═════ Aangeleverd fragment ═════

In deze zaak heeft de Hoge Raad op 12 december 2025 uitspraak gedaan in een cassatieprocedure die was aangespannen door [X] tegen het College van Burgemeester en Wethouders van de gemeente Alkmaar. De zaak betreft de vergoeding van immateriële schade en de proceskosten in het kader van een belastingkwestie. De Hoge Raad heeft eerder, op 8 augustus 2025, in een tussenarrest geoordeeld dat de bestreden uitspraak van het Gerechtshof Amsterdam niet in stand kan blijven voor zover deze de vergoeding van immateriële schade betreft. De Hoge Raad heeft de zaak vervolgens terugverwezen naar de Rechtbank Noord-Holland, die de vergoeding van immateriële schade heeft bevestigd.

═════ Fragmenten uit items ═════

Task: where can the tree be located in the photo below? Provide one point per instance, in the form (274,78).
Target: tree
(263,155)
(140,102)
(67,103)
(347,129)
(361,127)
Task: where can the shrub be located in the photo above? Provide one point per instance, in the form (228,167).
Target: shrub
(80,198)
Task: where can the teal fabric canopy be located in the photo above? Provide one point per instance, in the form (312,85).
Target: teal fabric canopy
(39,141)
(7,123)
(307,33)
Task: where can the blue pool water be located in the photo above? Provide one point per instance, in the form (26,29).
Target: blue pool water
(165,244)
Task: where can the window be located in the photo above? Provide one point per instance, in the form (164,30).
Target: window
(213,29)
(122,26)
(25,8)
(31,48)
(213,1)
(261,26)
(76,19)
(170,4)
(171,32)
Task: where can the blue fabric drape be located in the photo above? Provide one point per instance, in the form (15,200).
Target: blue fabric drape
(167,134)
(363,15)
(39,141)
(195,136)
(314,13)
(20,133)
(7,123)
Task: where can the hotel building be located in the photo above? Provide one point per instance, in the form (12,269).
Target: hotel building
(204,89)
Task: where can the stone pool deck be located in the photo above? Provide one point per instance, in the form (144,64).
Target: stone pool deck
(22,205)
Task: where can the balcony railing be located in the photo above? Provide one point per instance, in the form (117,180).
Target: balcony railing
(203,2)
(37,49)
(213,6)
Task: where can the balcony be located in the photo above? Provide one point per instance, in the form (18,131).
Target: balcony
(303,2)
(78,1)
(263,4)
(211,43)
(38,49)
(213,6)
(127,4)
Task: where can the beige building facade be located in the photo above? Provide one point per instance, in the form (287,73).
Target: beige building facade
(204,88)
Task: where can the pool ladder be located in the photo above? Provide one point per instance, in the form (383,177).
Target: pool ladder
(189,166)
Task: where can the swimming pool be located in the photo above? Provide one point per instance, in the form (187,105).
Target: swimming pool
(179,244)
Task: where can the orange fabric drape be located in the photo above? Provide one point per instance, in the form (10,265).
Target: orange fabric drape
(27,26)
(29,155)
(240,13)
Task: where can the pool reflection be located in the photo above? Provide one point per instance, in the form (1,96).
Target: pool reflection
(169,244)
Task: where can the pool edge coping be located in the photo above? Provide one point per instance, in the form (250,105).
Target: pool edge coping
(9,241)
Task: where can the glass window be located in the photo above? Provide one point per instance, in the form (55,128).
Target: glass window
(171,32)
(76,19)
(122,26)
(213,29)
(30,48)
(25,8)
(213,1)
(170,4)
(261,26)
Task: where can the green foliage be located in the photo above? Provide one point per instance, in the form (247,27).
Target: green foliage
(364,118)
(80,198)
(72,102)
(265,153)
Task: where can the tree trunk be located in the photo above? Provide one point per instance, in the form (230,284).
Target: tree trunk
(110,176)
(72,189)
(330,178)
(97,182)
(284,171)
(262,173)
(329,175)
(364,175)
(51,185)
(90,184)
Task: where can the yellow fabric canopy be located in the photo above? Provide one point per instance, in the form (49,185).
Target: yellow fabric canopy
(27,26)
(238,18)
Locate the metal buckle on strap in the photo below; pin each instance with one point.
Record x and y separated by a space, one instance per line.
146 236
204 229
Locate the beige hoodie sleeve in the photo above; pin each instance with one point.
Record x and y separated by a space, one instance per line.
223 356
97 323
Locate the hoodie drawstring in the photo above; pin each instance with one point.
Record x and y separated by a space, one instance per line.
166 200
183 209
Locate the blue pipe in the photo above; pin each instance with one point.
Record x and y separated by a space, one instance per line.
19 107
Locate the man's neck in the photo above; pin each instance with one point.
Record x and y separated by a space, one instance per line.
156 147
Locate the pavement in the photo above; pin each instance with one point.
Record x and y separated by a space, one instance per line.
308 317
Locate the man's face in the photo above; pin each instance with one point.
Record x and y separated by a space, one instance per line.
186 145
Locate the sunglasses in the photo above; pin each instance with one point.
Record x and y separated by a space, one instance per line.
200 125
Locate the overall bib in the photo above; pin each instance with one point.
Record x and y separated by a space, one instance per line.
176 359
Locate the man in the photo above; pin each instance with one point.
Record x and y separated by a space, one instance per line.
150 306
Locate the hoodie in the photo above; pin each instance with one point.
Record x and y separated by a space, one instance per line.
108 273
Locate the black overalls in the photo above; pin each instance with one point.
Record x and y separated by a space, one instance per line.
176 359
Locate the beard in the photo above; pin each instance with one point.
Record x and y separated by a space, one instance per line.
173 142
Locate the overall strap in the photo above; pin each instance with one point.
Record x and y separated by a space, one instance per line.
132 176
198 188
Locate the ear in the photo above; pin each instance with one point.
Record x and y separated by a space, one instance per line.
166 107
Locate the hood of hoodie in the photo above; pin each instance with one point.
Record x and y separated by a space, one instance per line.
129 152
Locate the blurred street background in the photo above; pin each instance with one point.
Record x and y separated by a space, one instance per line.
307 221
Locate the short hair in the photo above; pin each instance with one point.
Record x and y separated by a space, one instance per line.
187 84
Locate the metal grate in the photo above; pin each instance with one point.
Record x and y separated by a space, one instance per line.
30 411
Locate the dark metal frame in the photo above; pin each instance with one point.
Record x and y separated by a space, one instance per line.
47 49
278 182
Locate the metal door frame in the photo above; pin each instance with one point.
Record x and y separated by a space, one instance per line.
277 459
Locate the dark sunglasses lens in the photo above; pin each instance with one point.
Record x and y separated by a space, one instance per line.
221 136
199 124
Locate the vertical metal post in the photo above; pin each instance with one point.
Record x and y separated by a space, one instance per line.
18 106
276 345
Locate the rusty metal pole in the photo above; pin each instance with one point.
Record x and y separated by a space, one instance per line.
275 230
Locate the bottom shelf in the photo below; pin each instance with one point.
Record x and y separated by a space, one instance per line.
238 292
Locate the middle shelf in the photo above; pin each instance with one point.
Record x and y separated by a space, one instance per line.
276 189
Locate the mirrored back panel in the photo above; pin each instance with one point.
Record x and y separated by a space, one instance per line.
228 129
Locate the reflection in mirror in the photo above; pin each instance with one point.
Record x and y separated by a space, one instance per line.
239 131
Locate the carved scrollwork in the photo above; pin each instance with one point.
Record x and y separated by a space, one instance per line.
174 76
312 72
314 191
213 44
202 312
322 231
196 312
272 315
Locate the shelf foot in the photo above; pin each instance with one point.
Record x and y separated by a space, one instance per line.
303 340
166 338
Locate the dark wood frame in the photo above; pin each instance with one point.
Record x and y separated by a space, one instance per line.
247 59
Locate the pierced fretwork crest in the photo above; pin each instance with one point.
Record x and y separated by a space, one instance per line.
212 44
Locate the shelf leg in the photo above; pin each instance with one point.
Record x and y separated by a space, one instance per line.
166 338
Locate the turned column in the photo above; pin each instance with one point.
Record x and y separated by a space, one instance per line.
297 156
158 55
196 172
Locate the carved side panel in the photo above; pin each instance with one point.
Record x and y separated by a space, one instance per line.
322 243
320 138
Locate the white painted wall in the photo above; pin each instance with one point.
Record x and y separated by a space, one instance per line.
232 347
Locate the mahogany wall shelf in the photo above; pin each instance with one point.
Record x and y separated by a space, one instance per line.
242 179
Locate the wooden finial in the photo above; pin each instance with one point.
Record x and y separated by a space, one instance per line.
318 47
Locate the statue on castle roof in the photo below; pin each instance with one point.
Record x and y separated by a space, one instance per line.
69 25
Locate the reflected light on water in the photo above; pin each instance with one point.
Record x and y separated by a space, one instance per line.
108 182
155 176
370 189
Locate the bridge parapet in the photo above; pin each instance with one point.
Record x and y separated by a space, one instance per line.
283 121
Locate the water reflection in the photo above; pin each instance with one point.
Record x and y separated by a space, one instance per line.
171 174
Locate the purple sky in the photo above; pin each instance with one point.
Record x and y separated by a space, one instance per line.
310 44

═════
═════ Fragmenten uit items ═════

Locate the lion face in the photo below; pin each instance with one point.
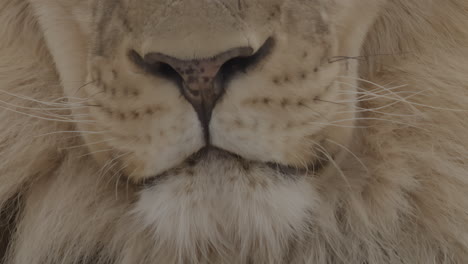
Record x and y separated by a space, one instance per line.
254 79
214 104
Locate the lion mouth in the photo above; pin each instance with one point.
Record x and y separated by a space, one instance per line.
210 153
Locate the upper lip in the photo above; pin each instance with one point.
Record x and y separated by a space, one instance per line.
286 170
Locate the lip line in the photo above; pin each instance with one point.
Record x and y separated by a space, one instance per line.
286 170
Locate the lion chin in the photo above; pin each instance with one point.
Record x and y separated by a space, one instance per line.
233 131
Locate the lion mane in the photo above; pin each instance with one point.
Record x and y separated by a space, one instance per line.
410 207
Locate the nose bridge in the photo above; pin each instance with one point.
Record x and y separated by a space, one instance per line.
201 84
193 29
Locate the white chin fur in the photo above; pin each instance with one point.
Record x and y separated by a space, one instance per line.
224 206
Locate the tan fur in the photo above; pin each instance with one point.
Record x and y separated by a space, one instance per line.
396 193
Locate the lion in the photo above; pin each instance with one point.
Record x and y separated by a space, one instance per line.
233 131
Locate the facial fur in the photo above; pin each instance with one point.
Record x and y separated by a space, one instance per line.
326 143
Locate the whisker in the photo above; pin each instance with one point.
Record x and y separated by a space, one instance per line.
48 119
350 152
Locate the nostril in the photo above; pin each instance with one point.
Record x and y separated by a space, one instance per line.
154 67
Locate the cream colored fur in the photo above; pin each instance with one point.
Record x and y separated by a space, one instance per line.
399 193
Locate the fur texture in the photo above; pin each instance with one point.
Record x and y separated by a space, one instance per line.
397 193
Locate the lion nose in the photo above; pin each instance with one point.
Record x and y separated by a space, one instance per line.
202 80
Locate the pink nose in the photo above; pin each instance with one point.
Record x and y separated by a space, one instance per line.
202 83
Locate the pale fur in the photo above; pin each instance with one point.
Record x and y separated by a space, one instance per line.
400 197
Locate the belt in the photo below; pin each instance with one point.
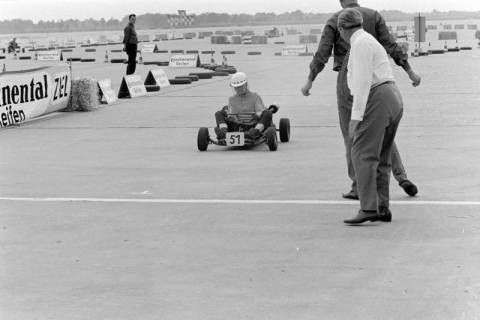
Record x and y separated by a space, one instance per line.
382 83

═════
═════ Fragmenten uit items ═════

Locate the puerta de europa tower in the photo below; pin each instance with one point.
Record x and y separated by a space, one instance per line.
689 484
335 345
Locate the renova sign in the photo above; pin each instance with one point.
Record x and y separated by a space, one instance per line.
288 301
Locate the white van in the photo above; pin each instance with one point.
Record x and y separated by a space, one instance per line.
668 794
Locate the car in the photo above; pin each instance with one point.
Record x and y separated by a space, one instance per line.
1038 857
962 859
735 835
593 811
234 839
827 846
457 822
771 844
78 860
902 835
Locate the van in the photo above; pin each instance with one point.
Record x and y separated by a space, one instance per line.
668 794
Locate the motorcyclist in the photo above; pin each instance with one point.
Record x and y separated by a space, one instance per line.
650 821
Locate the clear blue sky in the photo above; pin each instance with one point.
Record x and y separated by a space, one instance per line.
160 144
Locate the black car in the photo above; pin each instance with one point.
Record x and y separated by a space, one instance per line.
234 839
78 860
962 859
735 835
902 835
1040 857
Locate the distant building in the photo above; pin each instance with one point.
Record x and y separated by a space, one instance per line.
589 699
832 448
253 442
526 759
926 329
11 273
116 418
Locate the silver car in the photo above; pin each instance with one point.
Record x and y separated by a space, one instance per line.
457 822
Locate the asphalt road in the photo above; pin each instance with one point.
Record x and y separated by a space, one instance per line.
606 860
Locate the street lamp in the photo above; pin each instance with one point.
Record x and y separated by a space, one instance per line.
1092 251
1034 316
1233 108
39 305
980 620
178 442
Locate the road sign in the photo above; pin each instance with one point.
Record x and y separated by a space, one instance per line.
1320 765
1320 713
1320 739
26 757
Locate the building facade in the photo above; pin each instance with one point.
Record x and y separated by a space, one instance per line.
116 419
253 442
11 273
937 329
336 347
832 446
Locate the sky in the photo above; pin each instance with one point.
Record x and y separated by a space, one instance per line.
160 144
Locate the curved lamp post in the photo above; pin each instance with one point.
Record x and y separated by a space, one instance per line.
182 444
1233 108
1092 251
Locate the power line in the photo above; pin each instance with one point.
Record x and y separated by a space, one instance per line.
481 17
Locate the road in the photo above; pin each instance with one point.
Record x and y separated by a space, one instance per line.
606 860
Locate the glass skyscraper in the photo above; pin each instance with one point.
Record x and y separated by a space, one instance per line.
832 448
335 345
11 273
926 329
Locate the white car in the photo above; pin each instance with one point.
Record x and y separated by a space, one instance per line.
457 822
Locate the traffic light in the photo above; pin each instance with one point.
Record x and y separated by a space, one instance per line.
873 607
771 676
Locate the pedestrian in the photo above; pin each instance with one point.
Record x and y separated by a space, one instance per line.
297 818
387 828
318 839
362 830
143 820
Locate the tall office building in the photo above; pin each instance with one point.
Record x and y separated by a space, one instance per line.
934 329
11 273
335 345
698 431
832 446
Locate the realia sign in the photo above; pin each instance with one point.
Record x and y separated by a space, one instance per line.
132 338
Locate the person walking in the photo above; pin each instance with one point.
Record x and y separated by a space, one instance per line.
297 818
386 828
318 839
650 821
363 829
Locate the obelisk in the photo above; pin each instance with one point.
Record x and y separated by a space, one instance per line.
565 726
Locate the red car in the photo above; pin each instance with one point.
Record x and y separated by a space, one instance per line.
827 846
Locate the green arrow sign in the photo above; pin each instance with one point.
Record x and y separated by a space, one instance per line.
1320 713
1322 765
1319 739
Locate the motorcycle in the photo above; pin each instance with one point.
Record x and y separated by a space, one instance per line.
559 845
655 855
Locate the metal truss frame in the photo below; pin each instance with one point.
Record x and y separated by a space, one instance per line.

═════

Actiepunt
Geef alsjeblieft letterlijk het stuk van "In deze zaak" tot en met "schade heeft bevestigd." uit de tekst over de cassatiezaak weer.

Antwoord op opdracht
In deze zaak heeft de Hoge Raad op 12 december 2025 uitspraak gedaan in een cassatieprocedure die was aangespannen door [X] tegen het College van Burgemeester en Wethouders van de gemeente Alkmaar. De zaak betreft de vergoeding van immateriële schade en de proceskosten in het kader van een belastingkwestie. De Hoge Raad heeft eerder, op 8 augustus 2025, in een tussenarrest geoordeeld dat de bestreden uitspraak van het Gerechtshof Amsterdam niet in stand kan blijven voor zover deze de vergoeding van immateriële schade betreft. De Hoge Raad heeft de zaak vervolgens terugverwezen naar de Rechtbank Noord-Holland, die de vergoeding van immateriële schade heeft bevestigd.